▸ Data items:
-- START --

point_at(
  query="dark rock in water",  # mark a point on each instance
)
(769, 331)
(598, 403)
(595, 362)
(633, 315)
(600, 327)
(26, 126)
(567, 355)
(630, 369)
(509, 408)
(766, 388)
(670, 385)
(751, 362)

-- END --

▸ STATED PROBLEM:
Express the data items above as a Markdown table with the columns "No." and "Line", numbering each line in order and leaving out any blank lines.

▸ THE RESPONSE:
| No. | Line |
|---|---|
| 1 | point_at( |
| 2 |   query="dark rock in water",  # mark a point on each instance |
| 3 | ) |
| 4 | (769, 331) |
| 5 | (598, 403) |
| 6 | (595, 362) |
| 7 | (633, 315) |
| 8 | (600, 327) |
| 9 | (26, 126) |
| 10 | (567, 355) |
| 11 | (630, 369) |
| 12 | (509, 408) |
| 13 | (766, 388) |
| 14 | (670, 385) |
| 15 | (751, 362) |